Would you retype all of these records exactly?

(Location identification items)

────────

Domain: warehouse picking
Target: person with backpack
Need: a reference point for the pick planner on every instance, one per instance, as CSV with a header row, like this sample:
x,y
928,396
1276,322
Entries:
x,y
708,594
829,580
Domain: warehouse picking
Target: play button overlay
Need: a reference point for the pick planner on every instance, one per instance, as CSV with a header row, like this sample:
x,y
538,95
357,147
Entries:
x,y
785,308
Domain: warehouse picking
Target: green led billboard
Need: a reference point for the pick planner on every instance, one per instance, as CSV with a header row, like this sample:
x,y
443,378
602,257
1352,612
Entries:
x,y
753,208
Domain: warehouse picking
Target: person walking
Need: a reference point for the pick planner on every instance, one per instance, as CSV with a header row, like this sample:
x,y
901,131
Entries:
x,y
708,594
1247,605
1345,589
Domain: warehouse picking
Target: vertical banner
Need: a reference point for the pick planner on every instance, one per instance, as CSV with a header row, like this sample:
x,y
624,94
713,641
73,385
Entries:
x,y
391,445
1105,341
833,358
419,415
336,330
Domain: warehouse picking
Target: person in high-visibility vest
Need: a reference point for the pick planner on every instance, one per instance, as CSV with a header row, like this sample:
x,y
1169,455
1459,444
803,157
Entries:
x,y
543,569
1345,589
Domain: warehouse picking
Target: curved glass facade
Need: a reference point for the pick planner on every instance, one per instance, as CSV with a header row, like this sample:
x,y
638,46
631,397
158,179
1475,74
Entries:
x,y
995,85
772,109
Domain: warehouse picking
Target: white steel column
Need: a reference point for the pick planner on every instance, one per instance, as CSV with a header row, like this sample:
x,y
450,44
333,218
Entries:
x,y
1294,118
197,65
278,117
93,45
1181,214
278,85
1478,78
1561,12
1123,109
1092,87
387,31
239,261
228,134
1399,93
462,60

────────

> Answer below:
Domain: warehouse picking
Target: person with backpack
Need: a reference point for the pick planner on every instance, one per instance, as CSV with a header row, like this sample:
x,y
928,396
1276,322
Entries:
x,y
708,594
829,580
Domain: warehouse picking
Target: play button overlay
Need: a reference point for the pick planner on every instance, one per instance, as CSV with a header row, like this sample:
x,y
538,95
357,147
Entries:
x,y
785,308
Domain: warehouse picking
Target: green led billboard
Need: a reference point for the pick planner on every instance, one per instance, as CSV with a header row, like this sample:
x,y
443,378
602,257
1352,612
Entries:
x,y
753,208
Domain: warehouse picking
Target: person walking
Need: a reference point for the pick planner on every instance, one per instance, as CSV with a header row, like this sample:
x,y
901,131
Entries:
x,y
708,594
1247,605
1345,589
Domain: warehouse picking
Target: vertical banner
Need: a reference point for the pick planner on every instance, one per instance, as CSV with a header row, like this sample:
x,y
624,94
713,641
73,385
Entries:
x,y
391,445
1105,341
833,358
419,415
336,330
Domain: warehouse picking
Target: person in high-visibility vest
Need: a reference point for the pick planner on every instance, one per instance, as CSV with a header row, like this sample:
x,y
1169,455
1459,444
803,157
Entries:
x,y
543,569
1345,589
Domain: warehouse picking
Target: curved glass facade
Need: a reference point for the pick planner on every instance, one per instance, as CSV with a header row, like this sample:
x,y
638,46
631,397
158,179
1475,74
Entries:
x,y
995,85
772,109
Domain: warehouse picking
Target: white steel column
Need: a reference point for the pick planner on every instance, one per instance, as CSV with a header row, like this sample:
x,y
450,44
333,218
Entries:
x,y
1294,118
197,65
278,117
93,45
1181,214
278,85
1478,78
1561,12
1123,109
1092,87
387,31
239,261
228,134
1399,93
462,60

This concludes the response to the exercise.